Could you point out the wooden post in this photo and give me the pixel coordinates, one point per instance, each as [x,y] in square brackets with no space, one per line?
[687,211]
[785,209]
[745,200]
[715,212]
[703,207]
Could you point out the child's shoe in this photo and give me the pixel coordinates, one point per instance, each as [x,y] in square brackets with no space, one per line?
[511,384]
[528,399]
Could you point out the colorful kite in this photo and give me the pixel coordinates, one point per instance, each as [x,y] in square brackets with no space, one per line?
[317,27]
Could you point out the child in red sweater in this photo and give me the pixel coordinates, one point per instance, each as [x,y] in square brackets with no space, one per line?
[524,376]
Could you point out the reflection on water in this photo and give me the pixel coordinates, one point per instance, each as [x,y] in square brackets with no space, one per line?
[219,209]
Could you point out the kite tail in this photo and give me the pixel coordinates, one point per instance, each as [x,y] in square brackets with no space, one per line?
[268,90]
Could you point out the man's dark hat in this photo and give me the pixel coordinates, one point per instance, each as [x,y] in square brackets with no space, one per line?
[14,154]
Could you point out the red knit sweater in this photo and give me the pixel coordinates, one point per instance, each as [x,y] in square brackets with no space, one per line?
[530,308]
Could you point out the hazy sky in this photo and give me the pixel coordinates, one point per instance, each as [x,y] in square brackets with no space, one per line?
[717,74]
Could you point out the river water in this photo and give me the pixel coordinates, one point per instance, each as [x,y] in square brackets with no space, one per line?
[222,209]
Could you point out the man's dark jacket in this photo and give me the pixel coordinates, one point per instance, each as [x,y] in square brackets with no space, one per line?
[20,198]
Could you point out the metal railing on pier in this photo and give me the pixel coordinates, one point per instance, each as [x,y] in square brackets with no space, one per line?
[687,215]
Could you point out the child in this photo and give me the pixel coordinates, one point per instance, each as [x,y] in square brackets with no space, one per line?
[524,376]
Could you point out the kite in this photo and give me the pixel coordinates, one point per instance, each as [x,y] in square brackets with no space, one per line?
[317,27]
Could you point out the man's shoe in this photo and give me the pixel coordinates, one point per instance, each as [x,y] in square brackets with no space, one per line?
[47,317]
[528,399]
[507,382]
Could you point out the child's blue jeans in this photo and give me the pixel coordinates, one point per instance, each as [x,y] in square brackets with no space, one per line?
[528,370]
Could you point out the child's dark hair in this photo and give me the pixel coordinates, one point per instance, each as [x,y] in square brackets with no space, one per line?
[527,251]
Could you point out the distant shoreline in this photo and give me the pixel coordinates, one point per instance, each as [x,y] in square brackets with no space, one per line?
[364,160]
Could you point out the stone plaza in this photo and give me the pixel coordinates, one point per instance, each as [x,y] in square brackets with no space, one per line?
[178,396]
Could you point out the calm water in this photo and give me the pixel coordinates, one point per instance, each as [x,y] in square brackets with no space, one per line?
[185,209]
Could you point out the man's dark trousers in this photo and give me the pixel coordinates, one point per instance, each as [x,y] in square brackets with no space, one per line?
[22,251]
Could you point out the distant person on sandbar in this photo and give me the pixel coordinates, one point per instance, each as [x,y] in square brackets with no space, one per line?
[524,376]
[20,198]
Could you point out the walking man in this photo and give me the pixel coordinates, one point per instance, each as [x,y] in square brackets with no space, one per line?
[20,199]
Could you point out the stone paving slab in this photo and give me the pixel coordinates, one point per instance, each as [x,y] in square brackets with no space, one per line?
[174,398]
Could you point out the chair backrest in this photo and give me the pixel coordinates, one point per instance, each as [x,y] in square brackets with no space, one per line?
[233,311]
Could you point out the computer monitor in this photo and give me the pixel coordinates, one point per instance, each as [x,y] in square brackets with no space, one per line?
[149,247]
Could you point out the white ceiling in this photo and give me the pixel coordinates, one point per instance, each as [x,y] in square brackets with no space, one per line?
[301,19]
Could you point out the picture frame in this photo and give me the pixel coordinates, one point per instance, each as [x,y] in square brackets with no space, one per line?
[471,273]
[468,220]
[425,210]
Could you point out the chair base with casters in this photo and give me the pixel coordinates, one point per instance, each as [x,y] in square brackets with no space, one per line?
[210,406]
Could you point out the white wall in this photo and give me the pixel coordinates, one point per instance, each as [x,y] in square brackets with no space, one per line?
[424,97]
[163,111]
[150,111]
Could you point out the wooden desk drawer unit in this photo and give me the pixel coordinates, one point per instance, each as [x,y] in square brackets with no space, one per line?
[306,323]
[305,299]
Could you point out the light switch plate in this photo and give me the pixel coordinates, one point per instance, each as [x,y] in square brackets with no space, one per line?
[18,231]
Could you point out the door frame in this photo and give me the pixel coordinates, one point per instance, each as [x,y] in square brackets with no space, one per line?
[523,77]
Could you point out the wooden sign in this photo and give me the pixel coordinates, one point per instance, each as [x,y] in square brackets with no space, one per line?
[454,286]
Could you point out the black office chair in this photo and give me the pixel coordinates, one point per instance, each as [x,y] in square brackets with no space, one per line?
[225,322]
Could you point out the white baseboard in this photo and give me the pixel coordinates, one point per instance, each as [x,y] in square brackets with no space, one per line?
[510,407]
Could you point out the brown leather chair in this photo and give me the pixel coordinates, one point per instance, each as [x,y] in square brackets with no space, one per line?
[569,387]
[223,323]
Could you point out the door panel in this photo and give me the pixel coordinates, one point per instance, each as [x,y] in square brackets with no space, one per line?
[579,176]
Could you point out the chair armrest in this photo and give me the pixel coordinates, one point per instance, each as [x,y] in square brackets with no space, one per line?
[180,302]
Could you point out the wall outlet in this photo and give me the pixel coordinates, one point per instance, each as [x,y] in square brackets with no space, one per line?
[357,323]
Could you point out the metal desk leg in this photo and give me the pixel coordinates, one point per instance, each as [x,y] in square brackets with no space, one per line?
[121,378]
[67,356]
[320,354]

○ ○ ○ ○ ○

**Verilen görev:** Yukarıdaki satırların tamamını numaralı bir listeye dönüştürün, boş satırları listeye almayın.

**Alıştırma cevabı:**
1. Could you point out the wooden post in this photo and give me the pixel coordinates, one point per instance, each as [x,y] in square brackets with no space, one per line?
2. [687,211]
3. [785,209]
4. [745,200]
5. [715,212]
6. [703,207]
7. Could you point out the child's shoe in this photo and give me the pixel coordinates, one point per instance, each as [x,y] in square brackets with no space, one per line?
8. [511,384]
9. [528,399]
10. Could you point out the colorful kite in this photo and give me the pixel coordinates, one point per instance, each as [x,y] in square brackets with no space, one per line?
11. [317,27]
12. Could you point out the child in red sweater in this photo and give me the pixel coordinates, one point per instance, each as [x,y] in square brackets with no space, one per line?
13. [524,376]
14. Could you point out the reflection on water in this photo and give me the pixel coordinates, one point per instance, each as [x,y] in square brackets with no space, one per line?
15. [219,209]
16. Could you point out the kite tail in this photo and give me the pixel coordinates, one point per instance, each as [x,y] in square brackets with no space, one per line?
17. [268,90]
18. Could you point out the man's dark hat in this photo and give me the pixel coordinates, one point per instance, each as [x,y] in square brackets with no space, one per line?
19. [14,154]
20. Could you point out the red knit sweater in this photo and give me the pixel coordinates, one point per instance, each as [x,y] in square brackets with no space, one per line?
21. [530,308]
22. Could you point out the hazy sky in this photo and give me the pixel coordinates, one point per instance, each as [x,y] in square brackets with no space, one per line?
23. [717,74]
24. Could you point out the river water in this photo and give me the pixel coordinates, one point per instance, each as [x,y] in square brackets with no space, one per line?
25. [222,209]
26. Could you point out the man's dark jacket in this photo and give me the pixel coordinates, one point per instance, each as [x,y] in square brackets with no space, one per line?
27. [20,198]
28. Could you point out the metal railing on pier in this photo and give me the pixel coordinates, one point per instance, each as [x,y] in square brackets with no space, one per line?
29. [687,215]
30. Could you point out the child in this photo and give me the pixel coordinates, one point per instance, each as [x,y] in square brackets with no space, one per line?
31. [524,376]
32. Could you point out the kite in this photo and give me the pixel coordinates, one point per instance, each as [x,y] in square brackets with no space, one per line?
33. [317,27]
34. Could you point out the man's shoe in this photo and give me the pixel coordinates, one point per instance, each as [x,y] in square brackets with no space, one per line?
35. [47,317]
36. [528,399]
37. [507,382]
38. Could you point out the child's blue jeans in this photo and give me the pixel coordinates, one point per instance, each as [x,y] in square brackets with no space, one per line?
39. [528,370]
40. Could you point out the child's dark hair in this photo and give me the pixel coordinates, one point per instance, each as [x,y] in square brackets with no space, one per line?
41. [527,251]
42. Could you point out the distant shoreline in this photo and give me the pixel coordinates, one point per instance, each as [x,y] in square brackets with no space, one per line?
43. [364,160]
44. Could you point out the stone plaza in this photo and give me the pixel coordinates, one point per instance, each as [x,y] in square brackets with no space, one per line?
45. [178,396]
46. Could you point out the calm water in this photo and give me the pixel coordinates, one point per instance, each as [x,y] in square brackets with no space, one per line?
47. [185,209]
48. Could you point out the man's dark trousers in this photo and give me the pixel coordinates, one point per instance, each as [x,y] in square brackets with no space, one per line?
49. [22,251]
50. Could you point out the distant person on sandbar in this photo and give me the pixel coordinates, one point per instance, each as [x,y] in square brackets with no space, one per line?
51. [524,376]
52. [20,198]
53. Could you point out the walking man in this photo and give me the pixel coordinates, one point per instance, each as [x,y] in square brackets with no space, one per line?
54. [20,199]
55. Could you point out the stone paving slab in this photo and give me the pixel coordinates, one point per instance, each as [x,y] in square brackets with no space, one per line?
56. [174,398]
57. Could you point out the chair backrest in this photo and give me the pixel coordinates, one point per instance, each as [x,y] in square brackets with no space, one per line?
58. [233,311]
59. Could you point out the computer monitor in this photo and give me the pixel coordinates, one point per instance, each as [x,y] in square brackets with no space, one per line?
60. [149,247]
61. Could you point out the white ceiling in this photo and give me the pixel coordinates, one point per instance, each as [x,y] in square brackets with no space, one per line?
62. [301,19]
63. Could you point out the picture frame in this photo and give me the pixel coordinates, one point per instance, each as [x,y] in square brackets with no space, one per line?
64. [471,273]
65. [468,220]
66. [425,210]
67. Could you point out the chair base with casters in this photo and give me the pixel coordinates, one point per instance, each as [x,y] in square brackets with no space, one per line?
68. [210,406]
69. Could you point out the white wall in this photo and give me the pixel coordinates, one point per instance, each as [x,y] in square brackets with no space, one per line?
70. [424,97]
71. [163,111]
72. [150,111]
73. Could you point out the wooden desk drawer unit in this photo and give me the pixel coordinates, one point per instance, each as [x,y] in square brackets with no space, one per line?
74. [306,323]
75. [305,299]
76. Could you point out the light switch plate in this photo and give me the pixel coordinates, one point per instance, each as [x,y] in square brackets with no space, one per line?
77. [18,231]
78. Could you point out the door frame in this photo and give me the pixel coordinates, one point per instance, each as [x,y] in square brackets with no space, one per line?
79. [523,77]
80. Could you point out the wooden sign in this photo and give me the pixel coordinates, one point per instance, each as [x,y] in square brackets with no space, one per line?
81. [454,286]
82. Could you point out the black office chair in this photo and give me the pixel coordinates, one point per instance, each as [x,y] in square brackets with no space, one per line?
83. [225,322]
84. Could you point out the white baseboard in this photo and give me the pixel coordinates, one point per instance, each as [x,y] in square brackets with no space, one per line?
85. [510,407]
86. Could you point out the brown leather chair in this photo and give me the pixel coordinates, one point per instance, each as [x,y] in square brackets with no space, one per line?
87. [569,387]
88. [223,323]
89. Could you point out the door panel in this photo and give me the pixel coordinates, one point per instance, each as [x,y] in square brackets with no space, one per line?
90. [579,176]
91. Could you point out the chair armrest in this photo and give me the pixel coordinates, one point per instance, each as [x,y] in square brackets with no space, one per line?
92. [180,302]
93. Could you point out the wall outlet in this photo and give me the pixel coordinates, one point per instance, each as [x,y] in square brackets with no space, one per line?
94. [357,323]
95. Could you point out the metal desk leg in this photo and give me the pixel coordinates, one point per instance, each as [x,y] in square brackets with no space, one per line?
96. [121,378]
97. [67,356]
98. [320,354]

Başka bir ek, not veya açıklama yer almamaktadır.